- Work item:
Extract every line from the records below that contains the word "palm".

(Task input Opens)

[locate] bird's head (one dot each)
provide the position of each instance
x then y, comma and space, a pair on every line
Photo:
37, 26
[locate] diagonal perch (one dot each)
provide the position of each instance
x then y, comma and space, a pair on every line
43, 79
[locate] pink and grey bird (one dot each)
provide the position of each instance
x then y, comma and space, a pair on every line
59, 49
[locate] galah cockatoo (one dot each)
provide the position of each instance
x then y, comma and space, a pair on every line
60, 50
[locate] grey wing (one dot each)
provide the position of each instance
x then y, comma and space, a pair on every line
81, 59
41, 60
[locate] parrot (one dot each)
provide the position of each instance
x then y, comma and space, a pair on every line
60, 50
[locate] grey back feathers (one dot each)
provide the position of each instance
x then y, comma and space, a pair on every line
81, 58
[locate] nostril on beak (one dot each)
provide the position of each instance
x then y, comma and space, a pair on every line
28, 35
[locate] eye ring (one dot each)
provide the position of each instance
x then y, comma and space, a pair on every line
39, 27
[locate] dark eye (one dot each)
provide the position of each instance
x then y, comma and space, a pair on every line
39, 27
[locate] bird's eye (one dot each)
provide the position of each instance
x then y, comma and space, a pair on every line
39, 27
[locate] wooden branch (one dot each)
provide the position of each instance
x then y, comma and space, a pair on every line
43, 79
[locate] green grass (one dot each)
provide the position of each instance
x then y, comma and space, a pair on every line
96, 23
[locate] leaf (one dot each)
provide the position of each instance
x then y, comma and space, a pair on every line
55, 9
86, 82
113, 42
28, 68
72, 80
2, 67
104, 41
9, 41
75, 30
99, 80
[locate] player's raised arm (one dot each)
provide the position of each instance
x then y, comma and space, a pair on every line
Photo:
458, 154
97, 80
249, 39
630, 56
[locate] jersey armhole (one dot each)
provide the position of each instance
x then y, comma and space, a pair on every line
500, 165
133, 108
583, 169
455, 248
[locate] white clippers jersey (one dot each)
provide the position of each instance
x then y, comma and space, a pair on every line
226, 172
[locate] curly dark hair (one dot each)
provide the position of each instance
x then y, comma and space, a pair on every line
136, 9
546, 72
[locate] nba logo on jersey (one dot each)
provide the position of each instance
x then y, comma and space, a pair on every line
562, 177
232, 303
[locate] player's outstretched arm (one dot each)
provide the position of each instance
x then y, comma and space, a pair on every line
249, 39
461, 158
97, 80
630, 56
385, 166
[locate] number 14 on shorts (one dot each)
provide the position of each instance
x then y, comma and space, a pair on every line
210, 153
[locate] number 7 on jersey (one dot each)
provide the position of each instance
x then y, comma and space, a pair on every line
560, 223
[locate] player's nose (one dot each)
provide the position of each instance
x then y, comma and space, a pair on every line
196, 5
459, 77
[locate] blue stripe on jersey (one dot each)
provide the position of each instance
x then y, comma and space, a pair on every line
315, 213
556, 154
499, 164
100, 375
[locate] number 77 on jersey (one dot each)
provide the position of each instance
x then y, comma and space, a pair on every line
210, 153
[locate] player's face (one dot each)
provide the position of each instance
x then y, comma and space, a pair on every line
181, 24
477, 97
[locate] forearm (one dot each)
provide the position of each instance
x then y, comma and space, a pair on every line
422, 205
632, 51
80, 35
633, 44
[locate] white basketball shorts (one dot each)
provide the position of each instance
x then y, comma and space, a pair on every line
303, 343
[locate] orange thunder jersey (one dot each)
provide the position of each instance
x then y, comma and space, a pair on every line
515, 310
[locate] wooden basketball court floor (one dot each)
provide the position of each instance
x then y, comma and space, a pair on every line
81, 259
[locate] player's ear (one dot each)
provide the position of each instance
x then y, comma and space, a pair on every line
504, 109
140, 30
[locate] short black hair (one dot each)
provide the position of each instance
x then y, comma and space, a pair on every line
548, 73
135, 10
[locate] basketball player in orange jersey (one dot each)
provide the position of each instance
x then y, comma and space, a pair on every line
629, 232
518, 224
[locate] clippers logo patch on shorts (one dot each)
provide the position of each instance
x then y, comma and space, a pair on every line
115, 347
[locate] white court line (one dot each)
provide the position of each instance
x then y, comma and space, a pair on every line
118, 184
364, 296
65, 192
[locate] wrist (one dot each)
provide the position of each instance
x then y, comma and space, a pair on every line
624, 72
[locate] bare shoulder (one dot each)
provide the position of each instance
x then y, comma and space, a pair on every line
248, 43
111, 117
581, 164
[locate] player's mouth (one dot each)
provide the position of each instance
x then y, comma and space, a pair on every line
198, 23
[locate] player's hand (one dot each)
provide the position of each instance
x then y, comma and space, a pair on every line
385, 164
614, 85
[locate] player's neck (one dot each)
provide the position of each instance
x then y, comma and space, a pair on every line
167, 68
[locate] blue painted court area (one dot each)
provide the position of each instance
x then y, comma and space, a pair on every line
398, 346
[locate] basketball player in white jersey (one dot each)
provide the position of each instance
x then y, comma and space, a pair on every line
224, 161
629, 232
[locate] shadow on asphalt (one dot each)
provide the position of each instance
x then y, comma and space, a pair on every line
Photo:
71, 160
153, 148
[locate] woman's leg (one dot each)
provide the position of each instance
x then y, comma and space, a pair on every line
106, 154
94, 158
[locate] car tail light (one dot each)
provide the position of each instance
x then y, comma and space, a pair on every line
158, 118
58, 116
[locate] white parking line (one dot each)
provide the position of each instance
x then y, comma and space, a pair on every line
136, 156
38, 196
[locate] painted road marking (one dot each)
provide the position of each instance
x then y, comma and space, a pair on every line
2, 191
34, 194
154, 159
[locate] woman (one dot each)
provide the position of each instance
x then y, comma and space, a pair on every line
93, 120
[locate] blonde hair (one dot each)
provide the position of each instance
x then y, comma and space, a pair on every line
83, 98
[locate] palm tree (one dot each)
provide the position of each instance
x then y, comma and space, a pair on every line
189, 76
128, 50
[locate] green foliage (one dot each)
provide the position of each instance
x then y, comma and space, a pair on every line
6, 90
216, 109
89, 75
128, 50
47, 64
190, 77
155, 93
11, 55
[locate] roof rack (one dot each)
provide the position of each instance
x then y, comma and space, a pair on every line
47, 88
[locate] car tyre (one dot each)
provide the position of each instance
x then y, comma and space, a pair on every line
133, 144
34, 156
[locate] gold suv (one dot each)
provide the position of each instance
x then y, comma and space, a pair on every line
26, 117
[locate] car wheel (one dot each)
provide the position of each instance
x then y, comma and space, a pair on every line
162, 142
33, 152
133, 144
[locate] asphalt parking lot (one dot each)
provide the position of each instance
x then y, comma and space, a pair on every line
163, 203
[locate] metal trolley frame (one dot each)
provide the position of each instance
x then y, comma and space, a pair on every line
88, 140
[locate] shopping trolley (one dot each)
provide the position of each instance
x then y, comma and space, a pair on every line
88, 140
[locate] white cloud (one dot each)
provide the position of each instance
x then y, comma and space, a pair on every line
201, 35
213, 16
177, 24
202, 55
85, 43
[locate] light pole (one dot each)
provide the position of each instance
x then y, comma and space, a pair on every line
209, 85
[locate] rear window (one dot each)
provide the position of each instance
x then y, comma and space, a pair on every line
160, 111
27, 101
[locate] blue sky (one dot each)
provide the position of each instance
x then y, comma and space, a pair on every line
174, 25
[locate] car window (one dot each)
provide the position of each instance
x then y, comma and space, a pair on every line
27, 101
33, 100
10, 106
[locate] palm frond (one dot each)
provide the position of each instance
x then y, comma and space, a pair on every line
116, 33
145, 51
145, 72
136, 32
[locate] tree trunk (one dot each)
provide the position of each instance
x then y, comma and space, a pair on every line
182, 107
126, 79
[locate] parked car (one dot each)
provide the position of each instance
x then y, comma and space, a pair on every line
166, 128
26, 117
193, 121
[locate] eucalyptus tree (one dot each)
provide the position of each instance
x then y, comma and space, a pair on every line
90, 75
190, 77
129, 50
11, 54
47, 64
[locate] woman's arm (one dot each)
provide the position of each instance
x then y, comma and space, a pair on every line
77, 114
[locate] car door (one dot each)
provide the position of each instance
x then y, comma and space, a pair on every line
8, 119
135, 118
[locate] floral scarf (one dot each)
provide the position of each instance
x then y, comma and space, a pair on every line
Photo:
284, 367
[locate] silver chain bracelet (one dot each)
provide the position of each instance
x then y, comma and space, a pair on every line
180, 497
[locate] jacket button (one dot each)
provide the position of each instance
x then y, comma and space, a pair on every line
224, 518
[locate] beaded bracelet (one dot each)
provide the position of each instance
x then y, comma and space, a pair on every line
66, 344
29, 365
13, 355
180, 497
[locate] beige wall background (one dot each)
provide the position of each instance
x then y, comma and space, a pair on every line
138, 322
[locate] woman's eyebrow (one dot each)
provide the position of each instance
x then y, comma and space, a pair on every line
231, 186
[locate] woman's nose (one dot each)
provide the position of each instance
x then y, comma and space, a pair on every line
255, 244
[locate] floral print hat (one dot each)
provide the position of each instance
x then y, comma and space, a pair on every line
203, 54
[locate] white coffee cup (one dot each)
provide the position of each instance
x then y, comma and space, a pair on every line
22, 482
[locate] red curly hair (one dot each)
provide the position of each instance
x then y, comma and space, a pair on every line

(Task input Closes)

- Result below:
[locate] palm tree (one dot each)
[locate] palm frond (one dot each)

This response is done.